YOUR OBJECTIVE – Tally the lines in the items below that contain the string "from", with case counting. Give only the number.

DATASET RECORDS –
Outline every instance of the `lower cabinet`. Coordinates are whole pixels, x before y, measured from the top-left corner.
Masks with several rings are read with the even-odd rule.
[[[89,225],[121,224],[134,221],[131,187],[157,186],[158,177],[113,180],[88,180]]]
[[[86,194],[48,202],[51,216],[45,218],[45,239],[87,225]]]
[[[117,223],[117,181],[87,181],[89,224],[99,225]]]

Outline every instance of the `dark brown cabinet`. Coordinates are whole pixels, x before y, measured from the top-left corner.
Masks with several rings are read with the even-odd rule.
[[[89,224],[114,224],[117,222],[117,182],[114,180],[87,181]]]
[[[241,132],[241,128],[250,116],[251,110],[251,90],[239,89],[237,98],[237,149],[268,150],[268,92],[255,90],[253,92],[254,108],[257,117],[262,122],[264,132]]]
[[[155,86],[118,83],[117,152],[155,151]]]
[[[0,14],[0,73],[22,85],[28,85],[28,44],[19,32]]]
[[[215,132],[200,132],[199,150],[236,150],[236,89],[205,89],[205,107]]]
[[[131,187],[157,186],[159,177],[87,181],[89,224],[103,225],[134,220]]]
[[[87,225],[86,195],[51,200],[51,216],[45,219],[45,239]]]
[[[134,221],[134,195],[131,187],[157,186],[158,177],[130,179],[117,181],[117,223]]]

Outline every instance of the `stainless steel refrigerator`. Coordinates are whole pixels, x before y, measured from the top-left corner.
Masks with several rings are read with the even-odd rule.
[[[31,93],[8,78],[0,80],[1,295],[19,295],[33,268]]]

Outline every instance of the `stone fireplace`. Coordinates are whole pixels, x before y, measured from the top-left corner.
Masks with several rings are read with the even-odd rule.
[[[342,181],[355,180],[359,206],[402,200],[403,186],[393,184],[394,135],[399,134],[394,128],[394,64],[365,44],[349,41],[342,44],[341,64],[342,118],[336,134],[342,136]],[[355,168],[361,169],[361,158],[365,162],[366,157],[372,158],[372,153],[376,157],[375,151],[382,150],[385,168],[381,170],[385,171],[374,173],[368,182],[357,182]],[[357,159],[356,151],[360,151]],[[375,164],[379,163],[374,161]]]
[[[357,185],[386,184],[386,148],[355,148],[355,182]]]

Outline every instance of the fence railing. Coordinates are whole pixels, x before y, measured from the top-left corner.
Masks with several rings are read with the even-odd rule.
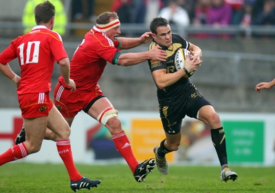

FULL OUTPUT – 5